* Items from a labeling collection
## start

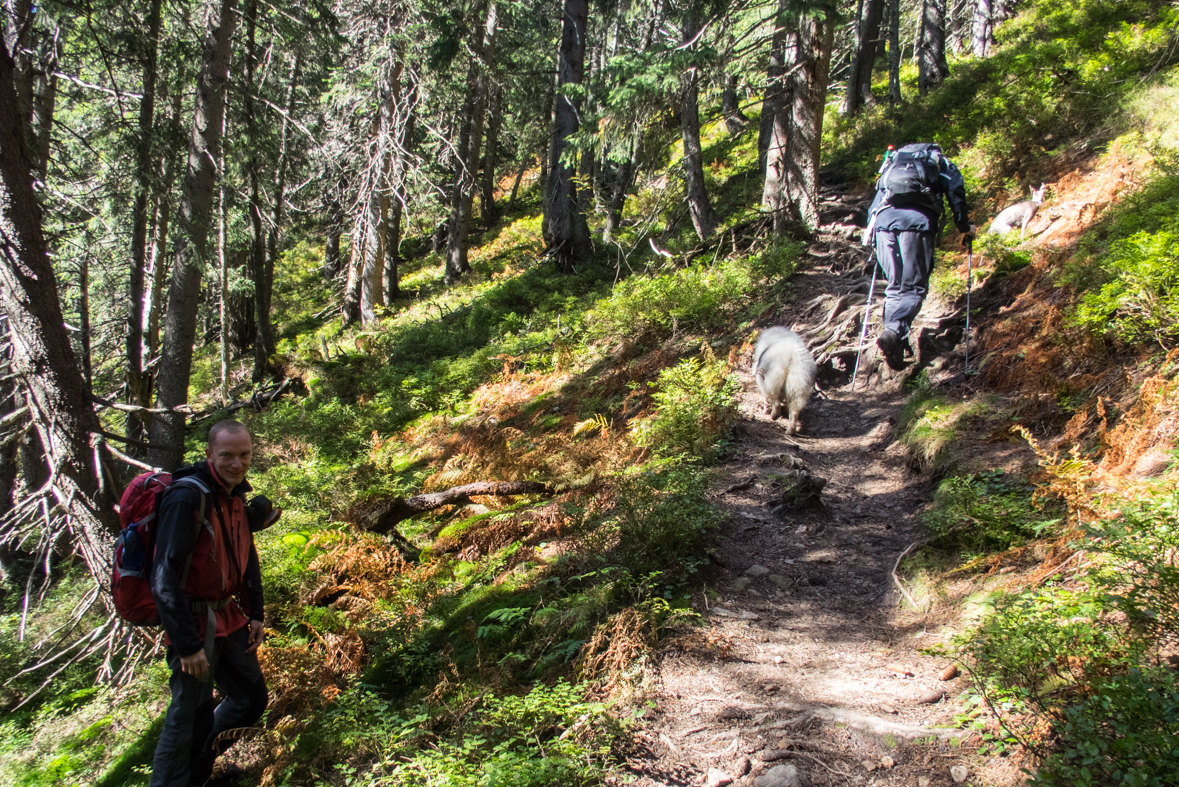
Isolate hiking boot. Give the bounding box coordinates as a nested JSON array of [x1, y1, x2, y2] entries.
[[876, 329, 904, 371]]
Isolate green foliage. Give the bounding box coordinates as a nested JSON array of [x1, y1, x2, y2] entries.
[[632, 352, 740, 458], [824, 0, 1179, 188], [924, 470, 1063, 555], [321, 681, 620, 787], [962, 492, 1179, 786], [614, 464, 719, 578], [967, 587, 1141, 709], [1076, 232, 1179, 349], [896, 371, 986, 478], [1032, 668, 1179, 787], [587, 243, 802, 338], [1088, 492, 1179, 642]]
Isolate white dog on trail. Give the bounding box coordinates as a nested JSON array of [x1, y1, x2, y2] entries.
[[753, 325, 816, 435]]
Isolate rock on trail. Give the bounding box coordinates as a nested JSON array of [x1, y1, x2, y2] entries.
[[626, 200, 966, 787]]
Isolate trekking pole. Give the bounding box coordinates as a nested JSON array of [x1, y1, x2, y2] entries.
[[851, 256, 877, 391], [962, 237, 974, 376]]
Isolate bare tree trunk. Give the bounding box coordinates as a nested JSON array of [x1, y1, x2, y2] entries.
[[0, 41, 118, 581], [252, 53, 301, 384], [479, 78, 503, 227], [758, 0, 801, 234], [679, 5, 720, 240], [970, 0, 995, 58], [757, 0, 793, 176], [503, 157, 531, 214], [149, 0, 237, 468], [384, 67, 419, 304], [601, 133, 639, 243], [789, 2, 836, 232], [31, 26, 62, 183], [720, 74, 749, 134], [242, 0, 274, 383], [0, 315, 19, 584], [78, 250, 94, 394], [843, 0, 884, 115], [888, 0, 901, 107], [323, 189, 344, 279], [125, 0, 163, 451], [542, 0, 593, 273], [446, 0, 499, 284], [344, 60, 403, 325], [762, 5, 835, 236], [144, 80, 183, 362], [917, 0, 950, 95]]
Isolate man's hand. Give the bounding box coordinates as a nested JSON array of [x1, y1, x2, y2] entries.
[[962, 224, 979, 251], [245, 621, 265, 653], [180, 650, 211, 681]]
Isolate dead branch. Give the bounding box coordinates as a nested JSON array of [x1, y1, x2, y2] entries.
[[355, 481, 548, 535]]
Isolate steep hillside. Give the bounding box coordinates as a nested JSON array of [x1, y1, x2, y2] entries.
[[0, 0, 1179, 787]]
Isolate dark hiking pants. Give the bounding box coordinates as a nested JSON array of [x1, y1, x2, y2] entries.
[[875, 230, 934, 339], [151, 626, 266, 787]]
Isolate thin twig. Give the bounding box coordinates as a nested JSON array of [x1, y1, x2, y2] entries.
[[893, 538, 929, 609]]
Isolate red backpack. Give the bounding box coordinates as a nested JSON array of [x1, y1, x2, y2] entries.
[[111, 472, 209, 626]]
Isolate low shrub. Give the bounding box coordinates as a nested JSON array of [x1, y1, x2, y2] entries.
[[613, 464, 719, 581], [632, 348, 740, 458], [924, 470, 1063, 555], [1075, 232, 1179, 349]]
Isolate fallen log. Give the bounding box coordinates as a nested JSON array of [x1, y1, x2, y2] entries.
[[349, 481, 548, 535]]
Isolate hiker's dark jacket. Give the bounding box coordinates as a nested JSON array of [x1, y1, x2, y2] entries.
[[151, 462, 263, 656], [868, 143, 970, 232]]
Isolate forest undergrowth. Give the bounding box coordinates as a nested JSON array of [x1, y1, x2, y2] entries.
[[0, 0, 1179, 787]]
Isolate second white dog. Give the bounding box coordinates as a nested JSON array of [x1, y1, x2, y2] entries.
[[753, 325, 816, 435]]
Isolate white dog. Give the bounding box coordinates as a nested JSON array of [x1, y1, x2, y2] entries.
[[753, 326, 816, 435]]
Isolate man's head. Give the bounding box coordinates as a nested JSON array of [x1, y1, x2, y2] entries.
[[205, 421, 253, 489]]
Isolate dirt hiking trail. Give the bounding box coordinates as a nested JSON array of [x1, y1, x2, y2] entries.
[[627, 192, 980, 787]]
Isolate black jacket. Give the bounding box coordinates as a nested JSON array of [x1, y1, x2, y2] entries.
[[868, 143, 970, 232], [151, 462, 263, 656]]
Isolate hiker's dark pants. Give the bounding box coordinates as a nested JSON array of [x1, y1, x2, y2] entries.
[[875, 230, 935, 339], [151, 626, 266, 787]]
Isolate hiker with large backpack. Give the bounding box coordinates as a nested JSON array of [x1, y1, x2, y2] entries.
[[143, 421, 281, 787], [864, 143, 979, 369]]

## end

* Problem details
Express the part of the material that opens with the line containing "Isolate rock on" and closes with the line containing "[[851, 256, 877, 391], [962, 237, 974, 376]]" as a two-column CSV with the columns text and answer. Give one row for each text and its answer, with each value in a single quoted field and any line breaks replaced by spaces.

* Task output
text,answer
"Isolate rock on trail. Give the bounding box coordinates as a nested JSON array of [x1, y1, x2, y2] entries.","[[626, 200, 966, 787]]"
"Isolate trekking pole. Give the bounding box coordinates as a nested JSON array of [x1, y1, x2, y2] entries.","[[851, 256, 877, 391], [962, 237, 974, 376]]"